(Segmentation mask data)

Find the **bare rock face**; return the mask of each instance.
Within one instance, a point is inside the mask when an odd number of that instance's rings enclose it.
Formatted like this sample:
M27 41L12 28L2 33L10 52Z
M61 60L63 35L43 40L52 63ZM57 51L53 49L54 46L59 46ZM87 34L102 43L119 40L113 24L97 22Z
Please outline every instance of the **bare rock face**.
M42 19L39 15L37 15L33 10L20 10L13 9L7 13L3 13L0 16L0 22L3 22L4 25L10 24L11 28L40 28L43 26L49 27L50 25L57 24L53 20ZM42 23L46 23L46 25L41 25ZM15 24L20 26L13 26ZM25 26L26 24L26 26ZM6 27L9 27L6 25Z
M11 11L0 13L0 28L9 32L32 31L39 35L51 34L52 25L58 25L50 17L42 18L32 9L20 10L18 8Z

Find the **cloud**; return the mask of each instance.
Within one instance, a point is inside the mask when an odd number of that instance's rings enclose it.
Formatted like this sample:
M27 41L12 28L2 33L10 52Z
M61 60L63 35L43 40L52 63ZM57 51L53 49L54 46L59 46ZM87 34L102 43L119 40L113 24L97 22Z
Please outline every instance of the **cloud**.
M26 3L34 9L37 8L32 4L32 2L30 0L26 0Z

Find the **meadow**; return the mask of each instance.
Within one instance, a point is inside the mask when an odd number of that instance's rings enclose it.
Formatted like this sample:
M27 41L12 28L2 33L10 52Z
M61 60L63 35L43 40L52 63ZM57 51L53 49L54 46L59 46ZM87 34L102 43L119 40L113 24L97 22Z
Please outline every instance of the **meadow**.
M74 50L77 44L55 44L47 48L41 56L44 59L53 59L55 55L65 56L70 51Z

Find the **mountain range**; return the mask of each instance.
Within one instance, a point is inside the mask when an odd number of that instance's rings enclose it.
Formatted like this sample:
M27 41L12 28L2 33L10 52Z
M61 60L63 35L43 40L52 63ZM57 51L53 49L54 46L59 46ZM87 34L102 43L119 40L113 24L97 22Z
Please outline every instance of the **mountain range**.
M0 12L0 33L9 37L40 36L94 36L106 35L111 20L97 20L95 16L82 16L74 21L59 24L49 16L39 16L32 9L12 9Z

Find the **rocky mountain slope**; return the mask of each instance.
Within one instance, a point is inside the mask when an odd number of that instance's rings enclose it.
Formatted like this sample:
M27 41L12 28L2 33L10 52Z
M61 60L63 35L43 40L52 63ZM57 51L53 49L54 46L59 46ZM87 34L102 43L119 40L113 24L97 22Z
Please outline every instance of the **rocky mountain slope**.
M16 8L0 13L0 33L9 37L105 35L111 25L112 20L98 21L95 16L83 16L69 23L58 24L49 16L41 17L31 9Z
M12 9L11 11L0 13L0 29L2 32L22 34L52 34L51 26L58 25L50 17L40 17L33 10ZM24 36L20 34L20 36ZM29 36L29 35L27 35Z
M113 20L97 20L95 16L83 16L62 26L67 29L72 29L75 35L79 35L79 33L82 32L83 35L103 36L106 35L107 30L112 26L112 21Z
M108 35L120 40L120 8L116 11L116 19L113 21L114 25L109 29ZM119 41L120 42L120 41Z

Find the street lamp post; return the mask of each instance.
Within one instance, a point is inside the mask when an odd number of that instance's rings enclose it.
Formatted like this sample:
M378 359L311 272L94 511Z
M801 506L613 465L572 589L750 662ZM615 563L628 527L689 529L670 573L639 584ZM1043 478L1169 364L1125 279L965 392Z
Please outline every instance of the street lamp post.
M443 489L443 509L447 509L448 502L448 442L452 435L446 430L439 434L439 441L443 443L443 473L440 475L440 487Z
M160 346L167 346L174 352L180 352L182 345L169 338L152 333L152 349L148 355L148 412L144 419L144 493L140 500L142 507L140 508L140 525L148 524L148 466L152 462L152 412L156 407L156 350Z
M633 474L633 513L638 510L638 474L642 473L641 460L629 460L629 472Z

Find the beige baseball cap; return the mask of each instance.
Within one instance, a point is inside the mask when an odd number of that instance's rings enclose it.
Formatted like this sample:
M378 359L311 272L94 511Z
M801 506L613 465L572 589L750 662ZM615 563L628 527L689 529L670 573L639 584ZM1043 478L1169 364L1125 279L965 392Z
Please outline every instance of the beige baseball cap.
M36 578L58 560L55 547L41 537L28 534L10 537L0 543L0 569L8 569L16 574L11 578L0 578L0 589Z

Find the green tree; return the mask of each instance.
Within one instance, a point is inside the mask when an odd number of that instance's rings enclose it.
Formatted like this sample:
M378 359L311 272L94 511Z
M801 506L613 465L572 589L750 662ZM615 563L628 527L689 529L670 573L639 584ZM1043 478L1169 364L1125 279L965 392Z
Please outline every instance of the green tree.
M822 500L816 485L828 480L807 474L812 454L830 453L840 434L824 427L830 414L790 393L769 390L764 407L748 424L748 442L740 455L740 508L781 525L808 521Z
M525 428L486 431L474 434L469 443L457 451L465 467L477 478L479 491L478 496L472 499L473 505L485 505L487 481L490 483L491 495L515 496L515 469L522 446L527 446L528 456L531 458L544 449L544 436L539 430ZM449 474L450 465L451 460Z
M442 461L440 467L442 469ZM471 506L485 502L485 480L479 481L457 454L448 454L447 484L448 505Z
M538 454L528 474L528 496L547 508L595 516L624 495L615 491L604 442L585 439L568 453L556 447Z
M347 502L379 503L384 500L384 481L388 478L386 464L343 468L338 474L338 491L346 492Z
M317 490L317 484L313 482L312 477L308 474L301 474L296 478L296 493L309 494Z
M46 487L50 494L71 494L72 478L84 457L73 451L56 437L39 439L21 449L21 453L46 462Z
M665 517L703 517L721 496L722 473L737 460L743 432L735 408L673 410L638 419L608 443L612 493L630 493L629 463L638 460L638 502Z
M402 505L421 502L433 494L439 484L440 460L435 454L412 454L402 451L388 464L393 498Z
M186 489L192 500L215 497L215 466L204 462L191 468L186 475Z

◆ **TASK BRIEF**: Return the records above in their entirety, exactly as they appear.

◆ **ANSWER TO THIS PROBLEM**:
Find the **bare rock face**; return the mask of each instance.
Within one instance, a point is inside the mask when an odd number of that instance's rings enclose it.
Formatted like this sample:
M27 41L12 28L2 33L10 52Z
M61 60L63 35L43 40L52 63ZM57 51L53 49L54 46L59 46ZM87 34L102 43L119 40L113 24L97 22Z
Please outline every instance of the **bare rock face**.
M42 19L39 15L37 15L33 10L20 10L13 9L7 13L3 13L0 16L0 22L3 22L4 25L10 24L11 28L40 28L43 26L49 27L50 25L57 24L53 20ZM42 23L46 23L46 25L41 25ZM15 24L20 26L13 26ZM25 26L26 24L26 26ZM6 27L9 27L6 25Z
M11 11L0 13L0 28L9 32L32 31L39 35L51 34L52 25L58 25L50 17L42 18L32 9L20 10L18 8Z

Find the **cloud**; return the mask of each instance.
Within one instance, a point is inside the mask when an odd number of that instance's rings enclose it.
Formatted like this sample:
M27 41L12 28L2 33L10 52Z
M61 60L63 35L43 40L52 63ZM57 51L53 49L54 46L59 46ZM87 34L102 43L119 40L113 24L97 22Z
Please outline every instance of the **cloud**.
M26 3L34 9L37 8L32 4L32 2L30 0L26 0Z

Find the **meadow**; return the mask of each instance.
Within one instance, a point is inside the mask when an odd number of that instance's rings enclose it.
Formatted like this sample:
M27 41L12 28L2 33L10 52Z
M61 60L63 35L43 40L52 63ZM57 51L53 49L54 46L59 46ZM87 34L102 43L119 40L113 24L97 22Z
Please outline every instance of the **meadow**.
M74 50L77 44L55 44L47 48L41 56L44 59L53 59L55 55L65 56L70 51Z

Find the **mountain range**; return the mask of each instance.
Within one instance, a point is inside the mask when an odd number of that instance's rings enclose it.
Formatted like this sample:
M27 41L12 28L2 33L10 52Z
M61 60L63 35L43 40L52 63ZM57 51L53 49L54 46L59 46ZM87 34L102 43L119 40L113 24L97 22Z
Please outline every instance of the **mountain range**.
M0 12L0 33L9 37L40 36L94 36L106 35L111 20L97 20L95 16L82 16L74 21L59 24L49 16L39 16L32 9L12 9Z

Find the **rocky mountain slope**; return the mask of each instance.
Within one instance, a point is inside the mask when an odd number of that instance's rings enclose it.
Formatted like this sample:
M27 41L12 28L2 33L10 52Z
M61 60L63 35L43 40L52 63ZM57 51L53 49L54 46L59 46ZM87 34L102 43L119 40L113 24L97 22Z
Please outline every instance of the **rocky mountain slope**.
M16 8L0 13L0 33L9 37L105 35L111 25L112 20L98 21L95 16L83 16L69 23L58 24L49 16L41 17L31 9Z
M12 9L11 11L0 13L0 29L2 32L22 34L52 34L51 26L58 25L50 17L40 17L33 10ZM24 36L20 34L20 36ZM29 36L29 35L27 35Z
M113 20L97 20L95 16L83 16L62 26L67 29L72 29L75 35L79 35L79 33L82 32L83 35L103 36L106 35L107 30L112 26L112 21Z
M108 35L120 40L120 8L116 11L116 19L113 21L114 25L109 29ZM119 41L120 42L120 41Z

Find the street lamp post; return the mask of each instance.
Within one instance, a point is inside the mask when an odd number of that instance's rings enclose it.
Formatted like this sample:
M378 359L311 272L94 511Z
M801 506L613 465L572 589L750 662ZM615 563L628 527L689 529L670 573L639 584ZM1043 478L1169 364L1125 279L965 392Z
Please outline every instance of the street lamp post.
M443 489L443 509L447 509L448 502L448 442L452 435L446 430L439 434L439 441L443 443L443 473L440 475L440 487Z
M160 346L167 346L174 352L180 352L182 345L169 338L152 333L152 349L148 355L148 412L144 419L144 493L140 500L142 507L140 508L140 525L148 524L148 466L152 462L152 412L156 407L156 350Z
M633 474L633 513L638 510L638 474L642 473L641 460L629 460L629 472Z

Find the beige baseball cap; return the mask of each instance.
Within one instance, a point is inside the mask when an odd number of that instance's rings enclose it.
Formatted like this sample:
M378 359L311 272L94 511Z
M801 506L613 465L572 589L750 662ZM615 563L628 527L689 529L670 573L639 584ZM1043 478L1169 364L1125 279L965 392Z
Please outline every instance of the beige baseball cap.
M36 578L58 560L55 547L41 537L28 534L10 537L0 543L0 569L8 569L16 574L11 578L0 578L0 589Z

Find the green tree; return the mask of each instance.
Within one instance, a point is inside the mask when an odd number of that instance's rings enclose it.
Formatted like this sample:
M378 359L311 272L94 511Z
M801 506L613 465L572 589L750 662ZM615 563L628 527L689 529L670 573L639 584ZM1043 478L1169 364L1125 279L965 392Z
Please outline every instance of the green tree.
M822 500L816 485L828 480L807 474L812 454L830 453L840 434L824 427L830 414L790 393L769 390L764 407L748 424L748 442L740 455L740 508L781 525L808 521Z
M525 428L486 431L474 434L469 443L457 451L465 467L477 478L479 491L478 496L472 499L473 505L485 505L487 481L490 483L491 495L515 496L515 469L522 446L527 446L528 456L531 458L544 449L544 436L539 430ZM449 474L450 465L451 460Z
M442 461L440 467L442 469ZM471 506L485 502L485 480L479 481L457 454L448 454L447 484L448 505Z
M538 454L528 474L528 496L547 508L595 516L624 495L615 491L604 442L585 439L568 453L556 447Z
M347 502L379 503L384 500L384 481L388 478L386 464L343 468L338 474L338 491L346 492Z
M317 490L317 484L313 482L312 477L308 474L301 474L296 478L296 493L309 494Z
M46 487L50 494L71 494L72 478L84 457L73 451L56 437L39 439L21 449L21 453L46 462Z
M665 517L703 517L721 496L722 473L737 460L743 432L735 408L673 410L638 419L608 443L612 493L630 493L629 463L638 460L638 502Z
M402 505L421 502L433 494L439 484L440 460L435 454L412 454L402 451L388 464L393 498Z
M186 489L192 500L215 497L215 466L204 462L191 468L186 475Z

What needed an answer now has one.